Find each line below that contains the string "negative", treating uppercase and lowercase as different, and copy those lines.
<<<<
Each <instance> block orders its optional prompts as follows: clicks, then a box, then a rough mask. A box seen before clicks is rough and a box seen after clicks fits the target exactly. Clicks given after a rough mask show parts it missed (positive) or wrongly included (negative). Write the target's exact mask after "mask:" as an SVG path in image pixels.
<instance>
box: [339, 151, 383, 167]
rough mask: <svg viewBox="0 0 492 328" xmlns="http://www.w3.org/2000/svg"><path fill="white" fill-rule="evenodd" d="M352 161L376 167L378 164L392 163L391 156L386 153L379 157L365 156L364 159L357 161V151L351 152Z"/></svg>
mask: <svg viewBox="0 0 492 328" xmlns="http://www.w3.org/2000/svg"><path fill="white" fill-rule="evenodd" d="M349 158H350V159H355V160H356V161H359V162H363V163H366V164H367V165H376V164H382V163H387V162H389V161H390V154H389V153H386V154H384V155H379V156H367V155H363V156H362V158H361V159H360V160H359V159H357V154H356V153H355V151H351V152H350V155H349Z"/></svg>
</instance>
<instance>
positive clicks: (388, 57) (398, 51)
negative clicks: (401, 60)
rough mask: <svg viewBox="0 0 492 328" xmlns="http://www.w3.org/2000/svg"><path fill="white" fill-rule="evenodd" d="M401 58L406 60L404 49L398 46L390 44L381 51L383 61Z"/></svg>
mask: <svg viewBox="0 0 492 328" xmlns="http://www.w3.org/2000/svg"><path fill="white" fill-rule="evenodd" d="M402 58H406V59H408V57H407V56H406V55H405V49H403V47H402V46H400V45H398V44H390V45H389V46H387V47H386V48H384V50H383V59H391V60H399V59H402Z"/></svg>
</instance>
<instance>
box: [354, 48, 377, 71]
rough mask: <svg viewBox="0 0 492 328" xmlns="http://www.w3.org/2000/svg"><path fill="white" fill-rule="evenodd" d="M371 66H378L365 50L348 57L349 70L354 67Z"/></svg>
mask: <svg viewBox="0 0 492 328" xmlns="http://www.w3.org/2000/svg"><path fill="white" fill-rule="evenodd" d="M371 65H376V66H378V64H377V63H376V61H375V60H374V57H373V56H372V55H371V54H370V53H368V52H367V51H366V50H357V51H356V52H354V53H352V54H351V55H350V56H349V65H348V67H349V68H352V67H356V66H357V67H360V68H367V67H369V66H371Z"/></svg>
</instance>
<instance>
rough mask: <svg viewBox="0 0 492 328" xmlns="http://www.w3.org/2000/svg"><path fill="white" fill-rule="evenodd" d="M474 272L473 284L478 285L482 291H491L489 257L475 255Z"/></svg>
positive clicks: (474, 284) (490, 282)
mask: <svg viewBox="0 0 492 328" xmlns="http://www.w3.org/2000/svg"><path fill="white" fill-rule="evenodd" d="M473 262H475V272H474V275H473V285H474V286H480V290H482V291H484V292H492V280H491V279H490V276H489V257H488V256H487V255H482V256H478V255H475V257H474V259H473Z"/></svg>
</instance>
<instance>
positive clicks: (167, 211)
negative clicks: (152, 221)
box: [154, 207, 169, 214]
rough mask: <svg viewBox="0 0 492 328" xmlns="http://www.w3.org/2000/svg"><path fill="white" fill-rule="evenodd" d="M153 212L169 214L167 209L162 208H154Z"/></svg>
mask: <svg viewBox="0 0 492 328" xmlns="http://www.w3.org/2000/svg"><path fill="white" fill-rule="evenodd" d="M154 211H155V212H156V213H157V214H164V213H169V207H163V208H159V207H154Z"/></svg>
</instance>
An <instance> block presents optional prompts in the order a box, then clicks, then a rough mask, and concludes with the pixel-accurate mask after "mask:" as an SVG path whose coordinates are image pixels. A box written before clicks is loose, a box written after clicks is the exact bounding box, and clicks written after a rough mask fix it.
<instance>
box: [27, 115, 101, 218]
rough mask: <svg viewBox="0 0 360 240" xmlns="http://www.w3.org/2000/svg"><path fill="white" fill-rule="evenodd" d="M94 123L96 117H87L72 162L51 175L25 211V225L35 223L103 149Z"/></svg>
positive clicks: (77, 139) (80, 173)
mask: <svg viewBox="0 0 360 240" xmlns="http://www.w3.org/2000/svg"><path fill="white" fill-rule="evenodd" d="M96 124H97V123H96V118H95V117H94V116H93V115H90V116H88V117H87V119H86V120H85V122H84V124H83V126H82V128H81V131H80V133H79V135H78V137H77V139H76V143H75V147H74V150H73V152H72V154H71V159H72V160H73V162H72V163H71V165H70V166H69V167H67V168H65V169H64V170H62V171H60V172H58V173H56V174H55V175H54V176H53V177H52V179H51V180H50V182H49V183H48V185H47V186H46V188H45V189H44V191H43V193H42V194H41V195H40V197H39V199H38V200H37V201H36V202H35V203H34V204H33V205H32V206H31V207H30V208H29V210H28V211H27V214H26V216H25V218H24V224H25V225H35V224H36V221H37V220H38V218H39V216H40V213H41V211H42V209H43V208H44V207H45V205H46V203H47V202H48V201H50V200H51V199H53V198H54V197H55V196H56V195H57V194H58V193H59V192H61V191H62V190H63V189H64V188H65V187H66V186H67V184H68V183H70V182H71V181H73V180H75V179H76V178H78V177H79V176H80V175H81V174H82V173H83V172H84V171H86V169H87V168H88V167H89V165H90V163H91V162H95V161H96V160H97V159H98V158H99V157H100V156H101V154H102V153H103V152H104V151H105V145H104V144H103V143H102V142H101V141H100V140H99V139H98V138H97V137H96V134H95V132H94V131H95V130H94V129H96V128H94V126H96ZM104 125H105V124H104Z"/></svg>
>>>>
[REPLY]
Each <instance> block orders its optional prompts as follows: clicks, then a box, then a rough mask. A box seen before clicks is rough and a box seen after clicks fits the target exactly. Clicks given after a rough mask show parts it missed (positive) or wrongly included (negative). Write the target's exact mask after "mask:" as an SVG path in image pixels.
negative clicks: (401, 60)
negative clicks: (152, 221)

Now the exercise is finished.